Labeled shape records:
— BEGIN —

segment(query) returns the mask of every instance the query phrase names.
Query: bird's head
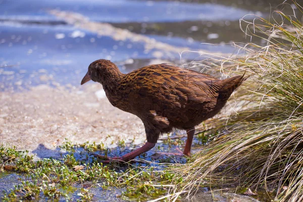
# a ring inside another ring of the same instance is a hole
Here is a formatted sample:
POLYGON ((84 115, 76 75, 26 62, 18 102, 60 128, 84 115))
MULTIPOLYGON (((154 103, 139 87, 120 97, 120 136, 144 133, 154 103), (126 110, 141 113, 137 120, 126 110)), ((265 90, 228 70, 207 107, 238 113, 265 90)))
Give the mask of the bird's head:
POLYGON ((83 85, 91 80, 102 83, 107 77, 114 77, 115 73, 119 74, 120 71, 114 63, 107 60, 96 60, 88 66, 87 73, 81 81, 81 84, 83 85))

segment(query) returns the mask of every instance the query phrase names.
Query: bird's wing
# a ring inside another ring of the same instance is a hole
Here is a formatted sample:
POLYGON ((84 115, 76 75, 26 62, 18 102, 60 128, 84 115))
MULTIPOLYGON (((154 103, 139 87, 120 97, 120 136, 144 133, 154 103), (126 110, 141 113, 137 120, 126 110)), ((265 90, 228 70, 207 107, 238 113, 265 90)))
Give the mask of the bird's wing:
POLYGON ((148 110, 177 110, 216 97, 218 79, 194 71, 163 64, 144 67, 129 74, 134 104, 148 110), (156 109, 155 109, 156 108, 156 109))

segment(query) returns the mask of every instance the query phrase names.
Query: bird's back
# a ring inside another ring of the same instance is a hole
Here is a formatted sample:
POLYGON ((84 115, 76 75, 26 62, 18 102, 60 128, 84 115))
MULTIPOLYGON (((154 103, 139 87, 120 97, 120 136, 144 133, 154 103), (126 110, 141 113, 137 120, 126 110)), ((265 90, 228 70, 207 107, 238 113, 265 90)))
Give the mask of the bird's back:
POLYGON ((152 114, 166 119, 171 127, 189 128, 217 114, 242 79, 221 80, 171 64, 150 65, 125 75, 120 87, 124 109, 119 108, 143 123, 152 114))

— END —

TASK DIRECTIONS:
Rewrite all the items above, swapping every "mask" for "outline" and changing nothing else. Omit the pictures from your version.

OUTPUT OF THE TASK:
segment(query) returns the outline of every instance the query phrase names.
Query: bird's head
# a ring inside another ring of the same instance is a hole
Here is a formatted sample:
POLYGON ((84 115, 76 75, 26 62, 18 102, 60 128, 84 115))
MULTIPOLYGON (((154 103, 139 87, 120 97, 120 136, 144 133, 154 103), (126 110, 141 113, 137 120, 126 110)), ((265 90, 228 70, 207 107, 238 113, 265 90)))
Give the outline of the bird's head:
POLYGON ((83 85, 91 80, 102 83, 107 77, 114 77, 115 73, 119 74, 120 71, 114 63, 107 60, 96 60, 88 66, 87 73, 81 81, 81 84, 83 85))

segment(query) returns the outline of every instance the query phrase names.
Query: bird's wing
# a ring inside another ring of the same instance is a hole
Here is a formatted sample:
POLYGON ((84 115, 76 75, 26 62, 18 102, 60 128, 84 115))
MULTIPOLYGON (((154 103, 139 87, 120 97, 120 136, 144 133, 154 103), (126 110, 141 113, 137 120, 126 110)), ((265 90, 228 70, 207 107, 238 113, 265 90)))
Give the outline of the bird's wing:
POLYGON ((148 110, 177 110, 216 97, 218 79, 194 71, 163 64, 144 67, 129 74, 134 104, 148 110), (156 109, 155 109, 156 108, 156 109))

segment(query) returns the outline of every instance the query phrase names.
Query: bird's back
# a ring inside another ring of the same instance is a hole
Here is a formatted sample:
POLYGON ((84 115, 76 75, 26 62, 18 102, 60 128, 84 115))
MULTIPOLYGON (((154 103, 139 87, 120 97, 120 136, 144 133, 154 103), (126 110, 141 113, 137 120, 126 110)), ((265 90, 228 70, 207 107, 238 113, 265 90)))
Give the outline of the bird's back:
POLYGON ((152 114, 166 119, 171 127, 189 128, 217 114, 242 79, 221 80, 171 64, 150 65, 125 75, 120 87, 124 109, 119 108, 143 123, 152 114))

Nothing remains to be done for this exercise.